## Passage fourni
========================

A l’heure du 60e anniversaire de la fin de la guerre d’Algérie, découvrez la bataille pour Alger où le colonel Roger Trinquier a joué un rôle primordial. Théoricien majeur de la pratique de la contre-insurrection et de la lutte contre le terrorisme, il a été un protagoniste de la guerre d’Algérie. Un de ses textes, inédit, vient d’ailleurs de ressurgir. Publié chez VE Éditions, il est accompagné de l’analyse de Daniel Dory (spécialisé dans l’analyse géopolitique du terrorisme) et Marie-Danielle Démélas (spécialiste de la guerre irrégulière).
Extrait pages 44-49.


La bataille pour Alger (janvier-octobre 1957)

Le général Salan, nouveau commandant supérieur des forces armées en Algérie, a pris ses fonctions au 1er décembre 1956. Entre le 27 décembre et le 2 janvier, les régiments de la 10e division parachutiste, fâchés d’avoir remporté une victoire inutile, sont de retour d’Égypte.

========================

## Extraits de données
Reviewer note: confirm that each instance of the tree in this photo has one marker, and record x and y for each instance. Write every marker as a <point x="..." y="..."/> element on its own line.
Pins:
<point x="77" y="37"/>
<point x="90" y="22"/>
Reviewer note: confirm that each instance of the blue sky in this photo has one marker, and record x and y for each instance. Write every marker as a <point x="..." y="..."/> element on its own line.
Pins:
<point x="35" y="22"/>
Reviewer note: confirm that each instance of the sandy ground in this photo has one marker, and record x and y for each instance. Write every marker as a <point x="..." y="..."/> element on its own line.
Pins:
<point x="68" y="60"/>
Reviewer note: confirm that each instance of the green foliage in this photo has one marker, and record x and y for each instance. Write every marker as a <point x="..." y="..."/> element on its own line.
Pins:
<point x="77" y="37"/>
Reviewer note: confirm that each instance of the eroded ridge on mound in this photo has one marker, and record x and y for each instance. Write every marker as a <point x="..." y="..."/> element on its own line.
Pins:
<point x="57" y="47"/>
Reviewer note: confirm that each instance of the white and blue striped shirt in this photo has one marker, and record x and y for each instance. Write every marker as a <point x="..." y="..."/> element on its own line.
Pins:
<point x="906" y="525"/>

========================

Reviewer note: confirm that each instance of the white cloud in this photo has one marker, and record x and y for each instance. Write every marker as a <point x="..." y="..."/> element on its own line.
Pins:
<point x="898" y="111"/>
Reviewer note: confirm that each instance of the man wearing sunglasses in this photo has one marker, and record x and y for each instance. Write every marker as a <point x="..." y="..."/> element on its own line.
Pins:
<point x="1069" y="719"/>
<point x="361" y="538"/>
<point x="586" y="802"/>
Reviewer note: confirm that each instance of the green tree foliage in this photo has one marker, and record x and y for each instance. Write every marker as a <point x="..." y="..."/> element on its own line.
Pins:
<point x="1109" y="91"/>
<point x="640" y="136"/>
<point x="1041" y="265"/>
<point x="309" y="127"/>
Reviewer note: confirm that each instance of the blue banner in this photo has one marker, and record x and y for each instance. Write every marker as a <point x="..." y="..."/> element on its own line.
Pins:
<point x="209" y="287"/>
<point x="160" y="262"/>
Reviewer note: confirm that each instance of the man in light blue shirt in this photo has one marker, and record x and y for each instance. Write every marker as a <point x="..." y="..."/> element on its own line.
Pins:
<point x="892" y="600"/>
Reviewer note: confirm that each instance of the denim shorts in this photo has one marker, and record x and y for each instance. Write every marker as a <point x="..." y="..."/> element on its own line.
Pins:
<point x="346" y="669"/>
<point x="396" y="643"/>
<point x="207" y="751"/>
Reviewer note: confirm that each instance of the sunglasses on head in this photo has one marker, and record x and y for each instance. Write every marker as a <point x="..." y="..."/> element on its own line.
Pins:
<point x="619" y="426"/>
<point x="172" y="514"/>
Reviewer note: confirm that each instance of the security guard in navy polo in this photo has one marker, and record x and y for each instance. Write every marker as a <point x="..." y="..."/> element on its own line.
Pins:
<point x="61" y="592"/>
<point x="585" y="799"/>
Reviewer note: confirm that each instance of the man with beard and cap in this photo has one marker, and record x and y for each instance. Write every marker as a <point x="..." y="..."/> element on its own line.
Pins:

========================

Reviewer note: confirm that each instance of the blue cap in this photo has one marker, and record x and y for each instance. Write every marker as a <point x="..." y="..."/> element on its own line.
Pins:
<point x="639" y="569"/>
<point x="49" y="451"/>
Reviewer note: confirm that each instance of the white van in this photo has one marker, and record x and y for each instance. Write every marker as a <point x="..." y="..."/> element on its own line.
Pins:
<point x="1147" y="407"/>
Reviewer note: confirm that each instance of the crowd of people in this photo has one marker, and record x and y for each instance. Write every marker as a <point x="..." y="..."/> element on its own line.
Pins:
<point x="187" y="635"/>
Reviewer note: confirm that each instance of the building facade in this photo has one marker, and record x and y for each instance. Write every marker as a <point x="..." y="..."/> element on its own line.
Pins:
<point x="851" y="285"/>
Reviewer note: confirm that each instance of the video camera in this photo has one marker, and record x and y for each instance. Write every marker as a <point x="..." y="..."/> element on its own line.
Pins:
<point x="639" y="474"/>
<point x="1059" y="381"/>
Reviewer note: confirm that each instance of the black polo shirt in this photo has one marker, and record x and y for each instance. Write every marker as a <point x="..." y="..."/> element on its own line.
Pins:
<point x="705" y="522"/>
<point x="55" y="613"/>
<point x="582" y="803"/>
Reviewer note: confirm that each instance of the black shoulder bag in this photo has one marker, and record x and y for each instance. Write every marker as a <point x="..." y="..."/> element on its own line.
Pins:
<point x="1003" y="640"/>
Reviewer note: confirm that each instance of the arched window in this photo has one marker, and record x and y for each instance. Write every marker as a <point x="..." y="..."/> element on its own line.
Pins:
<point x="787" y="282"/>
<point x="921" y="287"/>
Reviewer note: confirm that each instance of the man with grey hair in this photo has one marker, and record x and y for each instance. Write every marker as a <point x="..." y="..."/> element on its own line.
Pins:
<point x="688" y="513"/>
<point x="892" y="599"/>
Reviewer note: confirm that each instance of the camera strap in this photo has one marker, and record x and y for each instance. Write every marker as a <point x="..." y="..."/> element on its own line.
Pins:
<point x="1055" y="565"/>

========================

## Objectif
Poursuivez le texte sur la bataille pour Alger à la suite de sa dernière phrase. Les données ne sont d'aucune utilité ici.

## Réponse au problème
Depuis six mois, à Alger, depuis plus d’un an à Bône et Constantine (Alger ne résume pas toute l’histoire de la guerre), le nombre des victimes du terrorisme ne cesse de croître. Le ministre résidant, Robert Lacoste, a réalisé que les forces de police dont il disposait étaient impuissantes. Trop peu nombreuses, elles n’ont pas été formées pour répondre à ce type de problèmes et elles sont vulnérables aux menaces pesant sur leur famille. Après de premiers attentats dans des quartiers populaires, les poseurs de bombes s’attaquent à des établissements situés à proximité des bureaux de la Xe Région militaire. Comment mettre fin à la surenchère ? Le moral des forces de l’ordre ne tient plus, les terroristes restent impunis, des milices d’autodéfense commencent à se former – le chaos n’est pas loin.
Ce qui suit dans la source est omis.